Document section:
=====

Momentum-Apps/lib/onewire/blanks_writer.cpp

#include "blanks_writer.h"

class RW1990_1 {
public:
    constexpr static const uint8_t CMD_WRITE_RECORD_FLAG = 0xD1;
    constexpr static const uint8_t CMD_READ_RECORD_FLAG = 0xB5;
    constexpr static const uint8_t CMD_WRITE_ROM = 0xD5;
};

class RW1990_2 {
public:
    constexpr static const uint8_t CMD_WRITE_RECORD_FLAG = 0x1D;
    constexpr static const uint8_t CMD_READ_RECORD_FLAG = 0x1E;
    constexpr static const uint8_t CMD_WRITE_ROM = 0xD5;
};

class TM2004 {
public:
    constexpr static const uint8_t CMD_READ_STATUS = 0xAA;
    constexpr static const uint8_t CMD_READ_MEMORY = 0xF0;
    constexpr static const uint8_t CMD_WRITE_ROM = 0x3C;
    constexpr static const uint8_t CMD_FINALIZATION = 0x35;

    constexpr static const uint8_t ANSWER_READ_MEMORY = 0xF5;
};

class TM01 {
public:
    constexpr static const uint8_t CMD_WRITE_RECORD_FLAG = 0xC1;
    constexpr static const uint8_t CMD_WRITE_ROM = 0xC5;
    constexpr static const uint8_t CMD_SWITCH_TO_CYFRAL = 0xCA;
    constexpr static const uint8_t CMD_SWITCH_TO_METAKOM = 0xCB;
};

class DS1990 {
public:
    constexpr static const uint8_t CMD_READ_ROM = 0x33;
};

#include <stdio.h>
#include <stdarg.h>
#include <string.h>
#include <api-hal.h>

void BlanksWriter::onewire_release(void) {
    gpio_write(gpio, true);
}

void BlanksWriter::onewire_write_one_bit(bool value, uint32_t delay = 10000) {
    onewire->write_bit(value);
    delay_us(delay);
    onewire_release();
}

BlanksWriter::BlanksWriter(const GpioPin* one_wire_gpio) {
    gpio = one_wire_gpio;
    onewire = new OneWireMaster(gpio);
}

BlanksWriter::~BlanksWriter() {
    free(onewire);
}

WriterResult BlanksWriter::write(KeyType type, const uint8_t* key, uint8_t key_length) {
    uint8_t write_result = -1;
    WriterResult result = WR_ERROR;

    bool same_key = false;

    osKernelLock();
    bool presence = onewire->reset();
    osKernelUnlock();

    if(presence) {
        switch(type) {
        case KeyType::KEY_DS1990:
            same_key = compare_key_ds1990(key, key_length);

            if(!same_key) {
                // currently we can write:
                // RW1990, TM08v2, TM08vi-2 by write_1990_1()

=====

Record excerpts:
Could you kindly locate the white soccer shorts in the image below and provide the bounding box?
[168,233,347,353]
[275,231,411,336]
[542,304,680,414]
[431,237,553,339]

=====

Reproduce the blank-writer source starting with "bool same_key = false;" and going on through "TM08vi-2 by write_1990_1()", substituting "key_matches" for "same_key".

bool key_matches = false;

    osKernelLock();
    bool presence = onewire->reset();
    osKernelUnlock();

    if(presence) {
        switch(type) {
        case KeyType::KEY_DS1990:
            key_matches = compare_key_ds1990(key, key_length);

            if(!key_matches) {
                // currently we can write:
                // RW1990, TM08v2, TM08vi-2 by write_1990_1()